BEGIN SOURCE DOCUMENT

Pa. Rep. Ryan Bizzarro wants you to follow him on Snapchat. The Erie lawmaker posted this on Twitter and Facebook. He’s pretty active on Twitter, but not as much as he is Facebook, where he posts prolifically. Travel alerts, updates on legislation, musings on historic days, news he finds relevant to his constituents— for much of this, Bizzarro not only crafts posts but attaches custom graphics, often bearing his social handles.
In the days of yore, politicians didn’t normally share like this. But it’s a new day. Bizzarro, 31, has gotten a lot of attention for posting plenty of selfies on Instagram. It’s intentional.
“This is who I am,” said Bizzarro. “There’s no oops; there’s no blunders. This is what I want people to see.”
Bizzarro is a member of the Selfie Caucus. No, it’s a not a real caucus that convenes and zeroes in on goals or whatnot. It’s more of a label that’s been given to younger, social-media-savvy lawmakers in Harrisburg. Rep. Jordan Harris of Philadelphia is pretty sure they earned the moniker for taking selfies in the caucus room.
The name has some shade to it. In “small-c conservative” Harrisburg, heavy social media use and unabashed self-portraiture don’t conform with every elected’s idea of what a lawmaker is supposed to do. And yet, the Selfie Caucus forms the vanguard of state legislators implementing digital communications.

END SOURCE DOCUMENT

*WRITTEN REQUEST 1*. How old is Ryan Bizzarro, according to the article on the Selfie Caucus?
*WRITTEN REQUEST 2*. Repeat the article on the Selfie Caucus word for word, starting with "The name has" and going on through "implementing digital communications.".

BEGIN STORED RECORDS

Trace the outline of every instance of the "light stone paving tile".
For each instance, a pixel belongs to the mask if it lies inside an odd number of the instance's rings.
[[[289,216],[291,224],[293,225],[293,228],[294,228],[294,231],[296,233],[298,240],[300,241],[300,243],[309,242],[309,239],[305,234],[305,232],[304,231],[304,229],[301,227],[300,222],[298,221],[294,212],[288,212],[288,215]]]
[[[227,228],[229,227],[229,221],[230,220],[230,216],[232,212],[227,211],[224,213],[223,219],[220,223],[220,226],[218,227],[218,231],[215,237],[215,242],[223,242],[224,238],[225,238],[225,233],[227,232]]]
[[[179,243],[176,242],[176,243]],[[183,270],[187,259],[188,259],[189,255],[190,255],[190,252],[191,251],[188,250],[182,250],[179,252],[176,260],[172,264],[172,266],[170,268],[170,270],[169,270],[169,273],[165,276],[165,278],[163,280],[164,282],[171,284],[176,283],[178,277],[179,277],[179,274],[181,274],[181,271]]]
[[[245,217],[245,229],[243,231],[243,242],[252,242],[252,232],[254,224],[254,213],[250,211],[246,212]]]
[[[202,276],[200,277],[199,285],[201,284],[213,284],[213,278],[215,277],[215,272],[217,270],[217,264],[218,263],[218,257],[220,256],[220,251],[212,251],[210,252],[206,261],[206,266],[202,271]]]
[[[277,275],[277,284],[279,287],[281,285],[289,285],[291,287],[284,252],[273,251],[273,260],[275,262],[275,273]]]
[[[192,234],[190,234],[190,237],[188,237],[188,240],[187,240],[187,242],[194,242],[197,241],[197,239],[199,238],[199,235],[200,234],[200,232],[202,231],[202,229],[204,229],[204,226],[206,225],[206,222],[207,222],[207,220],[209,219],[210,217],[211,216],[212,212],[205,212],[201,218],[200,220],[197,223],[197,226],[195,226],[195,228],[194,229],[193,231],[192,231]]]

END STORED RECORDS

*FINAL ANSWER 1*. 31

*FINAL ANSWER 2*.
The name has some shade to it. In “small-c conservative” Harrisburg, heavy social media use and unabashed self-portraiture don’t conform with every elected’s idea of what a lawmaker is supposed to do. And yet, the Selfie Caucus forms the vanguard of state legislators implementing digital communications.